[Stored items from a collection]
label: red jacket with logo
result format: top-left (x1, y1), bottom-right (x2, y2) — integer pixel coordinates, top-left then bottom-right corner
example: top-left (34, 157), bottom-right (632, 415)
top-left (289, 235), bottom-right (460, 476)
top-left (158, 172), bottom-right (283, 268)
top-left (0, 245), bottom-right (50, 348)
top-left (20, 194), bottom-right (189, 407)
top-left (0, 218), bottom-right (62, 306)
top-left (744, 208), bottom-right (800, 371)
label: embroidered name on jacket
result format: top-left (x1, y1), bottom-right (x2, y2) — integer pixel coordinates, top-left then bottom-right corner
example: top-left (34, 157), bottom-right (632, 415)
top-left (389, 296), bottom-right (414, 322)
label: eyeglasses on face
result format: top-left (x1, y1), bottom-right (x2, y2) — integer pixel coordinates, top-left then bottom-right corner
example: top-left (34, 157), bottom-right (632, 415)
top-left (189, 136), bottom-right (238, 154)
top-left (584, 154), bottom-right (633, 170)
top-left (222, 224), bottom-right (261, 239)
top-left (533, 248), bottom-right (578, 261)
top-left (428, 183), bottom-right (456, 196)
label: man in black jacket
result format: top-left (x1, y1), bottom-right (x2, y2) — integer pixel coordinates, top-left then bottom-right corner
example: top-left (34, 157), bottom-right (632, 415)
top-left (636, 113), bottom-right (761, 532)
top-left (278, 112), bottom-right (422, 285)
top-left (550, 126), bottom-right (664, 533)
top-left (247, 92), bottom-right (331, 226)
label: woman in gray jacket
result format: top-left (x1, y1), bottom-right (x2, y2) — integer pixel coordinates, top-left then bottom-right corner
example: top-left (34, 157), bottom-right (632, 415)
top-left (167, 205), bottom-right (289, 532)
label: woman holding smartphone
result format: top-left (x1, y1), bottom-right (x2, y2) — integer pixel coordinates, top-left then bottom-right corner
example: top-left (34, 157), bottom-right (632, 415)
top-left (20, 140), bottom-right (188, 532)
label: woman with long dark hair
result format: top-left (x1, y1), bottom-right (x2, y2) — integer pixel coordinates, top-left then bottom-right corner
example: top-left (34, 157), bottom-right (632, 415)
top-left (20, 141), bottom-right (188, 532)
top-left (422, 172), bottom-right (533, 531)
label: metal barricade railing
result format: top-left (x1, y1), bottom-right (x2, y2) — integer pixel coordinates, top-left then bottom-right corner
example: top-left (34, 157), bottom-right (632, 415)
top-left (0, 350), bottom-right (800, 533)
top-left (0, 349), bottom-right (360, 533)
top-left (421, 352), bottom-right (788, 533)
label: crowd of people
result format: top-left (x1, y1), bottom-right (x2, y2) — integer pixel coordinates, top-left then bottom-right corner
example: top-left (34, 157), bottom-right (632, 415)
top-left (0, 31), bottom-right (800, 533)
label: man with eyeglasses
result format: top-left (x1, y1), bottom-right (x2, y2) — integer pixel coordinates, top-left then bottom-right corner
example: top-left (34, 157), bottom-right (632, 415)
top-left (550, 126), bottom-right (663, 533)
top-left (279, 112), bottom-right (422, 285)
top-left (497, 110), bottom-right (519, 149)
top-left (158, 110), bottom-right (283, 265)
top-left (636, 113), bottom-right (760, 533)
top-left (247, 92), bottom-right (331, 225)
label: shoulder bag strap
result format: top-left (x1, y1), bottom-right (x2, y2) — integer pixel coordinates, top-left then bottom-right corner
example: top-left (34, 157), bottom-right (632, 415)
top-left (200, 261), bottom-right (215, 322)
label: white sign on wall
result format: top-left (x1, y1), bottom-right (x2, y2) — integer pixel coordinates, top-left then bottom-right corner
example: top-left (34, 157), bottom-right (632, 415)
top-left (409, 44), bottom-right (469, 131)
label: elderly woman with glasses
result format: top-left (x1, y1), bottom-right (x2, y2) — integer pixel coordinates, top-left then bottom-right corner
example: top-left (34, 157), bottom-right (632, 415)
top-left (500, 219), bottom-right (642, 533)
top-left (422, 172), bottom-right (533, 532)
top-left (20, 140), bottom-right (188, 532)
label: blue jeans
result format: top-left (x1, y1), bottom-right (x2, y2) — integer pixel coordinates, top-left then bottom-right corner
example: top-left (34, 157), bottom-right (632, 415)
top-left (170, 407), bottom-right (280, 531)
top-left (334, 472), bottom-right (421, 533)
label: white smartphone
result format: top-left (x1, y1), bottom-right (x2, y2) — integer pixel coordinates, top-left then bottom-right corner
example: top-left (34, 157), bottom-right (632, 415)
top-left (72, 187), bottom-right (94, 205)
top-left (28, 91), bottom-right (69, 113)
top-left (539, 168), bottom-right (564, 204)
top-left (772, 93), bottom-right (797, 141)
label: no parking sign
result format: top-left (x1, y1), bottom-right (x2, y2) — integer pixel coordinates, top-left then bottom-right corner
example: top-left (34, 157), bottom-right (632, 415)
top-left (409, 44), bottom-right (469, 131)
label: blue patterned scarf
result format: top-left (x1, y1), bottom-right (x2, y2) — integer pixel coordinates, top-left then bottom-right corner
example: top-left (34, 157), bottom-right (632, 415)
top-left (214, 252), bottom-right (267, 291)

# The exercise
Repeat the records verbatim, starting at the line that contains "label: no parking sign" and continuing through the end of the records.

# Result
label: no parking sign
result format: top-left (x1, y1), bottom-right (x2, y2) — integer pixel coordinates, top-left then bottom-right corner
example: top-left (34, 157), bottom-right (632, 415)
top-left (409, 44), bottom-right (469, 131)
label: blue patterned scarf
result format: top-left (x1, y1), bottom-right (x2, y2) — integer pixel coordinates, top-left then bottom-right corner
example: top-left (34, 157), bottom-right (632, 415)
top-left (214, 252), bottom-right (267, 291)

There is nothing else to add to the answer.